> Selected passage:
++++
The U.S. Department of the Treasury’s Office of Foreign Assets Control (OFAC) is known for imposing hefty penalties for violations of US economic sanctions, with individual violations amounting to up to US $295,141 or twice the value of the transaction, whichever is greater, per prohibited transaction, and overall penalties sometimes running into the hundreds of millions, or even billions, of dollars.

Despite this, OFAC historically has not provided much guidance for companies on the expected elements of an effective OFAC compliance program.  OFAC regulations do not specifically require a sanctions compliance program, but OFAC’s Enforcement Guidelines provide that OFAC will take into account the “existence, nature, and adequacy” of a company’s “risk-based” sanctions compliance program in deciding whether to impose a penalty and, if so, the amount of such a penalty.  Treasury has provided limited guidance directed specifically to financial institutions, but industry often found itself reading between the lines of OFAC’s enforcement actions for guidance.
++++
> Listed records:
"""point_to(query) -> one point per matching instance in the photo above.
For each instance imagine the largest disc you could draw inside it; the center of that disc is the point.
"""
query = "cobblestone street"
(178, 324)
++++
> Requirements:
(1) In the passage on OFAC sanctions compliance, list the three qualities of a company's sanctions compliance program that OFAC's Enforcement Guidelines say OFAC will take into account.
(2) According to the passage on OFAC sanctions compliance, what is the maximum penalty for an individual violation of US economic sanctions?
(3) Take the passage on OFAC sanctions compliance further, writing on from its final sentence.
The records can be set aside; none of the work that follows depends on them.

> Set of answers:
(1) Existence, nature, adequacy

(2) Up to US $295,141 or twice the value of the transaction, whichever is greater, per prohibited transaction.

(3)
That has changed in recent months. In December 2018, Treasury Under Secretary for Terrorism and Financial Intelligence, Sigal Mandelkar, gave public remarks detailing specific elements that Treasury expects to see in an effective sanctions compliance program for all U.S. companies.  These include:

  1. Ensuring senior management commitment to compliance;
  2. Conducting frequent risk assessments to identify and mitigate sanctions-specific risks within an institution and its products, services, and customers;
  3. Developing and deploying internal controls, including policies and procedures, in order to identify, interdict, escalate, report, and maintain records pertaining to activity prohibited by OFAC’s regulations;
  4. Engaging in testing and auditing, both on specific elements of a sanctions compliance program and across the organization, to identify and correct weaknesses and deficiencies; and
  5. Ensuring all relevant personnel, particularly those in high-risk areas or business units, are provided tailored training on OFAC obligations and authorities in general and the compliance program in particular.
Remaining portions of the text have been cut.